* **DOCUMENT EXTRACT**
# Version 0x1022 and SL problems



## dbilski (Nov 2, 2006)

I am having trouble with my relatively new R15-100. It has been connected for about a week now, and my previous problems with missing guide data seem to be over - just took some time (like a few days) to fill in completely.

Here's my new issue. I have a Series Link setup for Studio 60 On The Sunset Strip. I can see it there in my Prioritizer list. However, when I go to the guide, the shows clearly aren't set to record for the next two weeks! They are first-run shows, and the SL details seem to be set correctly. I also noticed that the show is very high on my Prioritizer list - like #5 or #6, so there shouldn't be an issue with a conflicting program of higher priority.

Any idea what is going on? I've read some posts about SLs "going stale," but this unit is basically brand new, and the SLs were just created about a week ago.

Also, my firmware version says:

Original Version: 0x1022
Past Upgrade: 0x1022
Future Upgrade: Not Scheduled

Is that the most current???

Thanks AGAIN for all the help - don't know what I'd do without y'all!

Doug
Richmond, VA


----------



## Earl Bonovich (Nov 15, 2005)

Delete the SL and re-add it.


----------



## dbilski (Nov 2, 2006)

I'm SO sorry for wasting your time - I figured out what I did wrong. Since the s how airs on NBC, I chose the wrong NBC. Instead of local channel 12, I set the SL up for a different NBC that I don't even get. I'm such an idiot! Sorry, folks...

However - is my firmware version current??? I'm still wondering about that one!

Doug


----------



## qwerty (Feb 19, 2006)

The 100 model hasn't had any updates yet. You're current.


----------



## dsstalkcom (Oct 14, 2006)

just missed my first SL. Heroes 11/7. saw it started recording at 8:58pm. should finish at 10:05pm. went to watch it at 10:24pm. nada. disappear, never show up on the list. only show the other 2 older eps.

never had a missed season pass from my old unit.

just dont kow what to say about the R15-100.


----------



## Clint Lamor (Nov 15, 2005)

Mine didn't miss Heros last night but it must have run long. The recording ended right at 9pm but it seemed like a very odd ending point and I also didn't get the previews for the next one.


----------



## cabanaboy1977 (Nov 16, 2005)

dsstalkcom said:


> just missed my first SL. Heroes 11/7. saw it started recording at 8:58pm. should finish at 9:05pm. went to watch it at 10:24pm. nada. disappear, never show up on the list. only show the other 2 older eps.
> 
> never had a missed season pass from my old unit.
> 
> just dont kow what to say about the R15-100.


Check history and see if it says recorded or canceled. If it says recorded try selecting that history entry and see if it will let it play.


----------



## dsstalkcom (Oct 14, 2006)

cabanaboy1977 said:


> Check history and see if it says recorded or canceled. If it says recorded try selecting that history entry and see if it will let it play.


i read about the history. i check it and nothing. very strange.

so i reset the unit again. becoming like a daily thing now. now my manual recording does not record. everytime i reset i notice the shows are not listed. probably take a few days to list things completely. just dont know what to say about this R15-100.

R15-100 cant expect me to delete all my SL and re-enter them everytime i reset. i have like 20 SL, custom time and some manual custom settings. :nono2:


----------



## cabanaboy1977 (Nov 16, 2005)

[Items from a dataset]
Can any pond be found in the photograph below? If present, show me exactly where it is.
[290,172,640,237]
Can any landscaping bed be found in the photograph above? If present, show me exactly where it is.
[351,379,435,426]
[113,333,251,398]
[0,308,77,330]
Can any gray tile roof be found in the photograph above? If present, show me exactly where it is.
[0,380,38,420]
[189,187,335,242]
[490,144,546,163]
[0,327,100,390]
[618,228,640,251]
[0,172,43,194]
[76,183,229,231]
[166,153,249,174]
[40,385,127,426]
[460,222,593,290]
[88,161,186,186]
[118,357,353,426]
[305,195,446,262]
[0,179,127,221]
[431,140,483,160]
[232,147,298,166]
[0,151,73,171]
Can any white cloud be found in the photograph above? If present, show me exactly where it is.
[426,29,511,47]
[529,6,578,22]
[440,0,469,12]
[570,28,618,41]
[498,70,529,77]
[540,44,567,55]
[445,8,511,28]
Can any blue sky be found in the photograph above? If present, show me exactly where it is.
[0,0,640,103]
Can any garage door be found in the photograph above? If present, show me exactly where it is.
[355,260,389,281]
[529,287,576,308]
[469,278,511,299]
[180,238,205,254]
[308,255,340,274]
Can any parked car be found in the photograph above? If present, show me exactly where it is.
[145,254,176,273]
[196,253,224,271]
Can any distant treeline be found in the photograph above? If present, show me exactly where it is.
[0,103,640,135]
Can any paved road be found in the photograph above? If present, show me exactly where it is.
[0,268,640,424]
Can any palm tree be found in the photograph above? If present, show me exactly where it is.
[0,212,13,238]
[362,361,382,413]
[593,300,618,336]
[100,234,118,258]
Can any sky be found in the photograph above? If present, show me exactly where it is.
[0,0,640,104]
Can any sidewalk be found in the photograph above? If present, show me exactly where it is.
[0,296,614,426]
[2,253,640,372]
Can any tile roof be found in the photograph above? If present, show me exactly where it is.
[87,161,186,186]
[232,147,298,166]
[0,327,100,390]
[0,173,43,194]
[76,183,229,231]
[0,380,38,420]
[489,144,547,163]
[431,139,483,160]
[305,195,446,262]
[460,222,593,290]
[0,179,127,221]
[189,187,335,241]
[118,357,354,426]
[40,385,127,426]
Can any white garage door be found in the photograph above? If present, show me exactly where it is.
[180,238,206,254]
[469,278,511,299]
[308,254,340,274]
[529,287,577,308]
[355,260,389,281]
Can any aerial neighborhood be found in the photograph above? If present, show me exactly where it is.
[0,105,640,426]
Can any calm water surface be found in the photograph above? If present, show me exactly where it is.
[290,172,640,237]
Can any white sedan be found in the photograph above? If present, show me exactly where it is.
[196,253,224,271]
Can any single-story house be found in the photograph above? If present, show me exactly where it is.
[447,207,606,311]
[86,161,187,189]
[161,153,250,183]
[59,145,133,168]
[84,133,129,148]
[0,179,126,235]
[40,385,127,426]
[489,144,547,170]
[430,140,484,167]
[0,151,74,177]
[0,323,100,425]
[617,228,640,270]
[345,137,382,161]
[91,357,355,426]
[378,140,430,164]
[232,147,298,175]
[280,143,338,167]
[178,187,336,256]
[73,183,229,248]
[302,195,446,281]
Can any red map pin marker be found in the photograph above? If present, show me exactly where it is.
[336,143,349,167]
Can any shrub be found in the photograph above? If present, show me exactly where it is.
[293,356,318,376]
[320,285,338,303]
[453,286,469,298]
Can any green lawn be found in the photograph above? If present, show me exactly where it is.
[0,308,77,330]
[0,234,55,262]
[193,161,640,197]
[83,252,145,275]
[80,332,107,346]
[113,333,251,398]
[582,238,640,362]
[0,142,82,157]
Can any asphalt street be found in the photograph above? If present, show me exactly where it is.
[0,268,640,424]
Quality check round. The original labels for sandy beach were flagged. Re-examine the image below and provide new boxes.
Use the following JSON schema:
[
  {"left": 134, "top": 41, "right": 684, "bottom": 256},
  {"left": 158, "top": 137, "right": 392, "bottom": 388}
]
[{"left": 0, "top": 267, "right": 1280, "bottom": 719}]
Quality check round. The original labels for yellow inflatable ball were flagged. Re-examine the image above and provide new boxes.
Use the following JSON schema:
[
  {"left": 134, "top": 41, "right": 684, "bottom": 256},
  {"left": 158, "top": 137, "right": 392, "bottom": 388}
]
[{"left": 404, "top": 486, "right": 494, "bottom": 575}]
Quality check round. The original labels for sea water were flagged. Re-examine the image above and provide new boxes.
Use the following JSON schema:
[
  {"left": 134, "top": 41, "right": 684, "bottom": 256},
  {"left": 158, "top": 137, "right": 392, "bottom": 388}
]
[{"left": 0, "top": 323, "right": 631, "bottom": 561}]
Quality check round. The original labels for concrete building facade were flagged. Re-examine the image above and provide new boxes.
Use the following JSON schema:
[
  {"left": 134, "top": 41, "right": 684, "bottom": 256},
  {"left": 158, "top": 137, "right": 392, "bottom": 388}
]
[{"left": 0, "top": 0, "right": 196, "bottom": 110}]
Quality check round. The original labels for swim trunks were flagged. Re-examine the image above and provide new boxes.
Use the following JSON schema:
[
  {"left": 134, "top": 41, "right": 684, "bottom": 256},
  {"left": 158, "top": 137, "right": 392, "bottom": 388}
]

* **SET TASK**
In the forum thread on version 0x1022 and SL problems, what mistake did dbilski discover had kept the Series Link for Studio 60 On The Sunset Strip from recording?

* **TASK ANSWER**
dbilski had set up the Series Link for a different NBC that the receiver does not get, instead of local channel 12.